BEGIN Data for processing

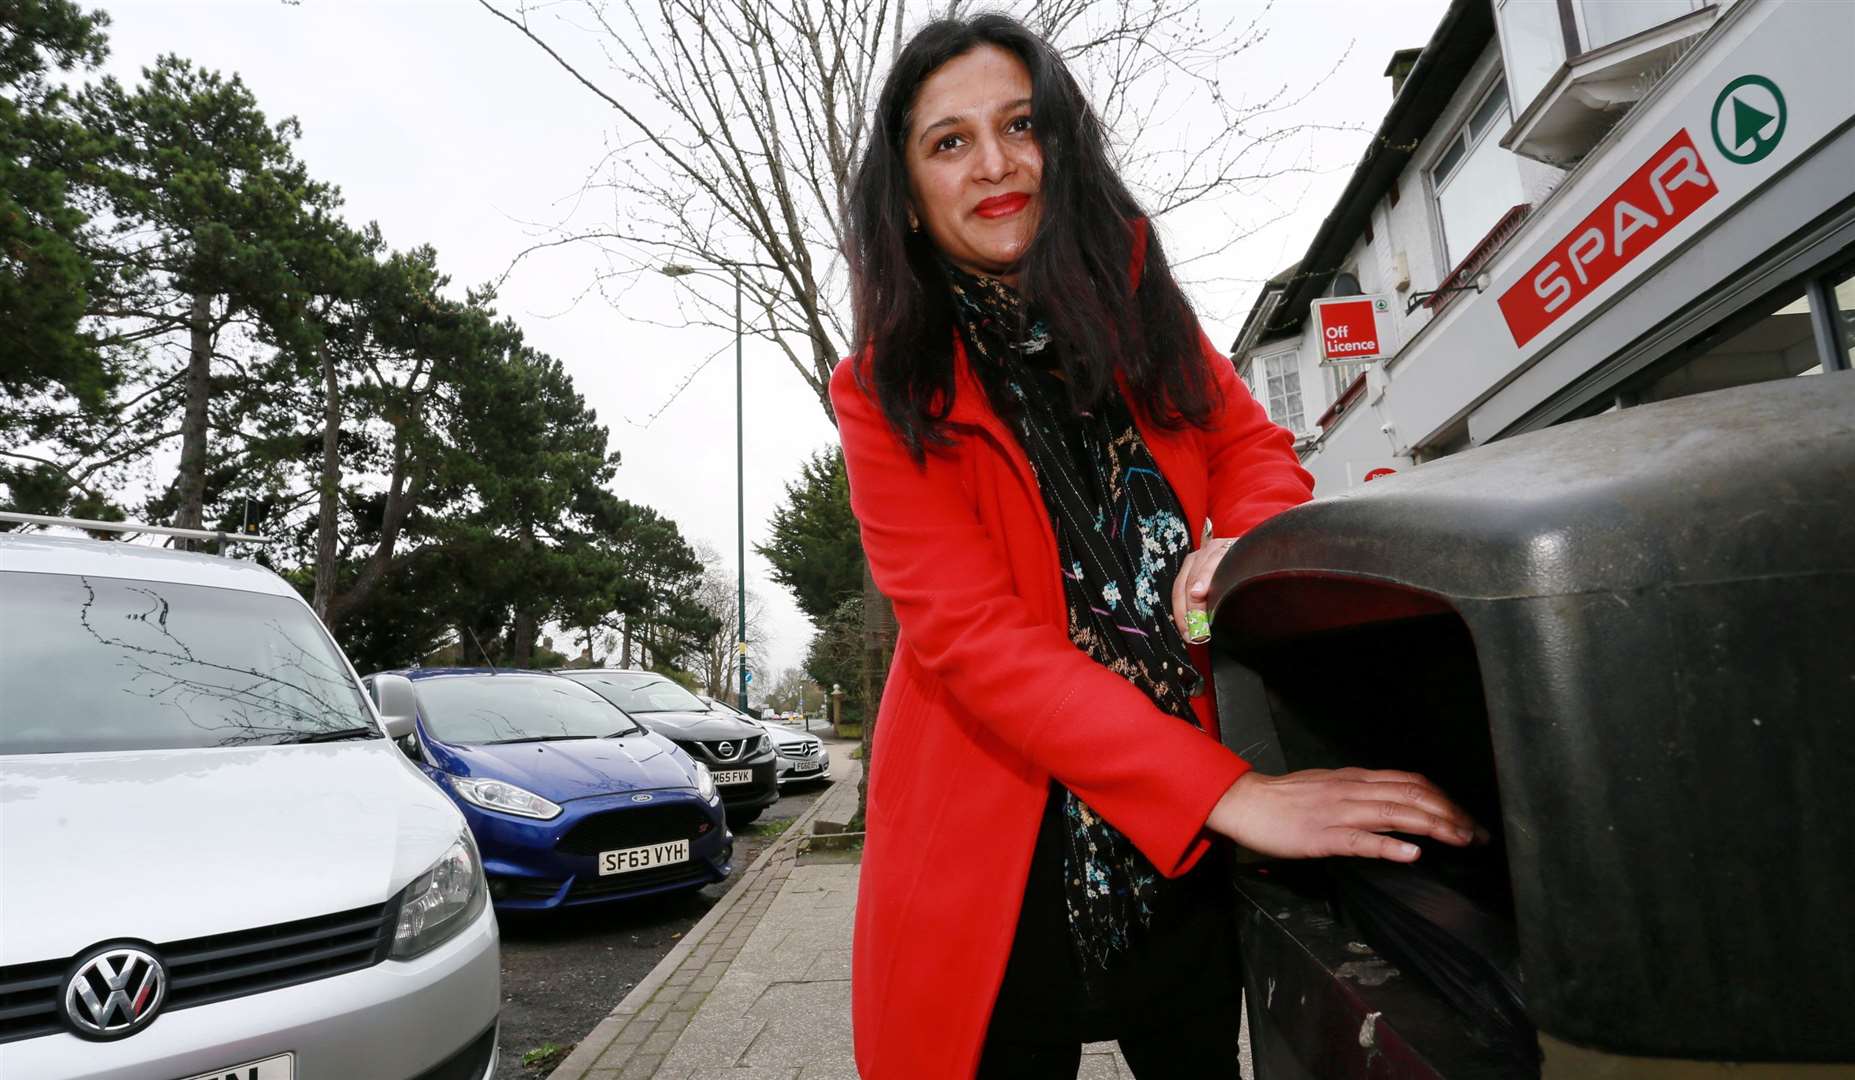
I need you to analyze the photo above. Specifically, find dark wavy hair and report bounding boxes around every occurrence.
[846,13,1217,460]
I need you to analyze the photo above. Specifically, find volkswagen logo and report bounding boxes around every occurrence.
[630,792,654,803]
[717,741,736,758]
[64,945,165,1040]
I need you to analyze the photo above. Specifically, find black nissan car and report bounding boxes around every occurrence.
[555,669,779,826]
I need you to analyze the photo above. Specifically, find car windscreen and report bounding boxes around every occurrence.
[563,672,707,714]
[703,698,750,721]
[413,676,641,744]
[0,570,376,754]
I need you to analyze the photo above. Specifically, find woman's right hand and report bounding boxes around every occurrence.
[1205,768,1485,863]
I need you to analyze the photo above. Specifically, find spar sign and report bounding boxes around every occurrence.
[1498,129,1718,347]
[1314,295,1394,363]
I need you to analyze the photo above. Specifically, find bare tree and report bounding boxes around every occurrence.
[479,0,1348,821]
[692,542,768,699]
[765,666,823,713]
[477,0,1337,415]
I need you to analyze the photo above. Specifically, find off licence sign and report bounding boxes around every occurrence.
[1315,296,1387,362]
[1499,129,1718,347]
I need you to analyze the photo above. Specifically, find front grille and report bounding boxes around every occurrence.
[776,741,821,759]
[0,958,67,1043]
[697,735,762,762]
[557,802,715,856]
[163,903,393,1011]
[568,861,712,899]
[0,902,393,1045]
[492,877,565,902]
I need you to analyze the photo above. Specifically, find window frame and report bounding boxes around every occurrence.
[1569,0,1710,56]
[1494,0,1573,112]
[1428,76,1519,271]
[1430,78,1511,194]
[1559,256,1855,426]
[1256,349,1306,434]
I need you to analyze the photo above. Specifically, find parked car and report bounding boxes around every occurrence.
[554,669,778,826]
[700,696,831,788]
[0,527,499,1080]
[365,669,732,912]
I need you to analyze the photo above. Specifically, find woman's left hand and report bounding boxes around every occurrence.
[1171,534,1239,643]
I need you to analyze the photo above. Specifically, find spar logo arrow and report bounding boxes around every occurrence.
[1710,74,1786,165]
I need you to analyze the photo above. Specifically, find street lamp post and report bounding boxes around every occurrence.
[662,262,749,711]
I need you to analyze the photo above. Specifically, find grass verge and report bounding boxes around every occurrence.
[743,815,796,838]
[522,1042,573,1071]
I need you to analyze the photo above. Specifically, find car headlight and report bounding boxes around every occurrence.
[694,761,717,802]
[391,831,487,960]
[450,775,561,820]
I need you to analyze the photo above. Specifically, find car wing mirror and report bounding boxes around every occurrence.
[373,673,419,741]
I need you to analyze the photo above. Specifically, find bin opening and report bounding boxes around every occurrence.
[1218,577,1538,1068]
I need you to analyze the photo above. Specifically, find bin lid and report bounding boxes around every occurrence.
[1219,374,1855,604]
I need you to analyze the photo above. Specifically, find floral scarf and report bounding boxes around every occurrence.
[941,260,1206,969]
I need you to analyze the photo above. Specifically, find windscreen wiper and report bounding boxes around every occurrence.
[284,726,383,744]
[486,734,599,744]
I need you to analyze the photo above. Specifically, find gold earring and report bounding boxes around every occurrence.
[908,214,920,233]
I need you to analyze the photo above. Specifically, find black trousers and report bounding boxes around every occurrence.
[975,1015,1243,1079]
[980,786,1244,1078]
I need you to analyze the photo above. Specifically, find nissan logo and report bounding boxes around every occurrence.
[717,741,735,758]
[64,945,165,1040]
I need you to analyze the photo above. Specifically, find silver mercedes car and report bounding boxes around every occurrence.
[0,529,499,1079]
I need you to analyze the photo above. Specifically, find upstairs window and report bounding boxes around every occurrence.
[1575,0,1709,52]
[1257,351,1306,434]
[1431,79,1524,269]
[1496,0,1567,109]
[1499,0,1714,112]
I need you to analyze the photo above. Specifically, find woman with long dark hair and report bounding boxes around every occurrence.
[833,15,1481,1078]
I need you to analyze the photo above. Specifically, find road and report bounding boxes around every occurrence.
[492,737,850,1077]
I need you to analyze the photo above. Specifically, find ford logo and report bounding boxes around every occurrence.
[630,793,653,804]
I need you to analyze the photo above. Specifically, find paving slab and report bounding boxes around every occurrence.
[551,737,1253,1079]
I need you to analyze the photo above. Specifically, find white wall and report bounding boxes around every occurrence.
[1302,0,1854,490]
[1265,41,1568,492]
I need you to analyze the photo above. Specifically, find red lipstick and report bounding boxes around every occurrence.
[974,192,1031,219]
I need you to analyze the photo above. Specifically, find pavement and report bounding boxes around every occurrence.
[545,739,869,1080]
[548,738,1245,1079]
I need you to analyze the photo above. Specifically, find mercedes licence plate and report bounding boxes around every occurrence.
[599,839,689,875]
[713,769,754,786]
[182,1054,293,1080]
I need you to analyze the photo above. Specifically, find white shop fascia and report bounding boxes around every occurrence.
[1235,0,1855,494]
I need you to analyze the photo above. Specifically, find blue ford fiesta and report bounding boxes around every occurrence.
[366,668,733,911]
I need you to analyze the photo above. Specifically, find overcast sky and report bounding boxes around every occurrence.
[92,0,1449,681]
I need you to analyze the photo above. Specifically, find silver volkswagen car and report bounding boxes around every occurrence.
[0,529,499,1079]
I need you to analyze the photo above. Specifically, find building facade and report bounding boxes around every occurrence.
[1232,0,1855,493]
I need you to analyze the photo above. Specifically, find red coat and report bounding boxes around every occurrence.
[832,274,1314,1078]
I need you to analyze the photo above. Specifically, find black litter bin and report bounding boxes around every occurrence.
[1207,374,1855,1079]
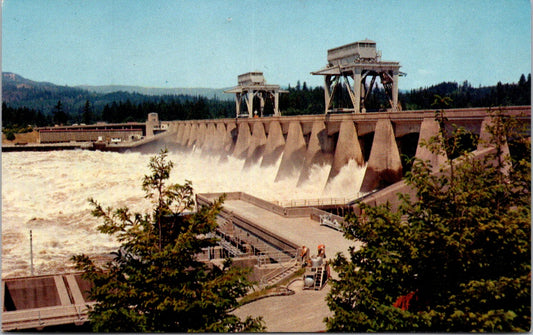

END Data for processing

◆ Required action ◆
Each record needs to be reproduced exactly, and no image should be carried over.

◆ Worked solution ◆
I need you to analyze the photo above. Specifically, find dark wavy hair and report bounding boxes around every occurrence.
[846,13,1217,460]
I need you to analyze the photo above. Specifically, find volkswagen logo and report bounding boxes around every occurrence.
[630,792,654,803]
[717,741,736,758]
[64,945,165,1040]
I need you to analyze the photo above. Specifically, find black nissan car and report bounding boxes around every occurrence.
[555,669,779,826]
I need you to analyze the photo above. Specifically, find car windscreen and report bounding boxes around every occurrence.
[563,672,707,714]
[703,698,750,721]
[413,676,641,744]
[0,570,376,754]
I need you to analyze the photo above. Specifically, find woman's right hand and report bounding boxes around every occurrence.
[1205,768,1485,863]
I need you to analyze the photo above. Specifically, find spar sign and report bounding boxes around every occurrence.
[1498,129,1718,347]
[1314,295,1394,363]
I need you to analyze the photo above. Specifically, find bare tree and report bounding boxes around every occurrence.
[479,0,1348,821]
[692,542,768,699]
[765,666,823,713]
[477,0,1337,415]
I need you to analyze the photo above. Specifically, find off licence sign and report bounding boxes around every occurrence.
[1315,296,1387,362]
[1499,129,1718,347]
I need you to analyze the photo above. Specifically, find front grille and report bounding boxes around every occurrence.
[776,741,821,759]
[0,958,67,1043]
[697,735,762,762]
[557,802,715,856]
[163,903,393,1011]
[568,861,712,899]
[0,902,393,1045]
[492,877,565,902]
I need you to analyze the photo above. Specifically, find window frame and report bounding boxes around every occurrence.
[1569,0,1710,56]
[1494,0,1573,112]
[1428,76,1519,271]
[1430,78,1511,194]
[1559,256,1855,426]
[1256,349,1306,434]
I need you to analyze the photo above. Specifically, find parked car and report bounding boxes around every occurrence.
[554,669,778,826]
[700,696,831,788]
[0,527,499,1080]
[365,669,732,912]
I need you to analyze the photo above. Specifically, find woman's left hand and report bounding boxes around every occurrence.
[1171,534,1239,643]
I need you to analyze the photo above. Specifically, find spar logo arrow and report bounding boxes around every occurrence.
[1710,74,1786,165]
I need you to analyze the photo above. Specifically, find street lamp post and report bounding boxes around every occurrence.
[662,262,749,711]
I need you to analyze the photo above. Specifically, find grass verge and report bounding boxes around every occurrence.
[743,815,796,838]
[522,1042,573,1071]
I need you to analyze the photo above. Specifically, find car headlight and report bounding boxes around every occurrence.
[694,761,717,802]
[391,831,487,960]
[450,775,561,820]
I need you to analyze the photo above. Specifically, find car wing mirror and report bounding boxes around every occurrence.
[373,673,419,741]
I need you to analyze the photo above. Specifically, find bin opening and report bounding boxes around every occurrence.
[1218,577,1538,1068]
I need you to analyze the photo above. Specifically, find bin lid and report bounding boxes around every occurrence.
[1219,374,1855,604]
I need you to analyze the photo above. Specifically, find floral scarf and report bounding boxes around every occurrence.
[941,260,1206,969]
I need you to analyze the photo above. Specifically, find windscreen wiper and report bounding boxes around every occurrence.
[284,726,383,744]
[486,734,599,744]
I need you to analyze the photo above. Specifically, find gold earring and report bounding boxes around every occurrence.
[908,214,920,233]
I need you to analyze the photo above. Specifically, find black trousers and report bounding boxes around every occurrence.
[975,1015,1243,1079]
[980,786,1244,1078]
I need you to analyze the photo above. Specifically, find nissan logo and report bounding boxes around every occurrence.
[717,741,735,758]
[64,945,165,1040]
I need you to analyze the photo above. Specifically, find silver mercedes car and report bounding boxes around every occurrence.
[0,529,499,1079]
I need you to analyze the photo above. Specifically, find upstairs window and report bounding boxes around every occurrence.
[1575,0,1709,52]
[1257,351,1306,434]
[1431,79,1524,269]
[1496,0,1567,109]
[1499,0,1714,112]
I need you to analyze the photo above. Specifically, find woman with long dark hair and report bounding boxes around every occurrence.
[833,15,1481,1078]
I need you to analyze the photo above. Specifically, find road and report bounding boxes around every occurrence.
[492,737,850,1077]
I need you to analyze the photo above. Specifically, find ford logo and report bounding boxes around every occurrence.
[630,793,653,804]
I need you to analyze the photo above. Specifically, find paving slab and report bounding boxes around every occurrence.
[551,737,1253,1079]
I need you to analyze the photo above. Specifically, find white wall and report bounding boxes around every occurrence.
[1302,0,1854,490]
[1265,41,1568,492]
I need you to analyze the photo above. Specifically, find red lipstick and report bounding boxes around every occurrence.
[974,192,1031,219]
I need you to analyze the photo above. Specifically, find pavement and report bounding boxes around every occurrence.
[545,739,869,1080]
[548,738,1245,1079]
I need you to analyze the photo above. Specifically, find mercedes licence plate and report bounding boxes around every occurrence.
[599,839,689,875]
[713,769,754,786]
[182,1054,293,1080]
I need you to analyze the photo above. Specifically, find white shop fascia and report bounding boxes around every occurrence.
[1235,0,1855,494]
I need you to analyze the photo above. Specifically, find blue ford fiesta and report bounding boxes around every occurrence.
[366,668,733,911]
I need you to analyze the photo above. Specifically, find overcast sky and report bounding boxes around every occurrence.
[92,0,1449,681]
I need you to analyze the photo above. Specifically, find silver volkswagen car and report bounding boxes around every occurrence.
[0,529,499,1079]
I need you to analyze the photo above. Specifically, find building facade and report bounding boxes around every occurrence.
[1232,0,1855,493]
I need you to analyze the photo above. Specifically, find red coat and report bounding boxes around every occurrence.
[832,274,1314,1078]
I need you to analyze the photo above. Specifically, find black litter bin and report bounding boxes around every occurrence.
[1207,374,1855,1079]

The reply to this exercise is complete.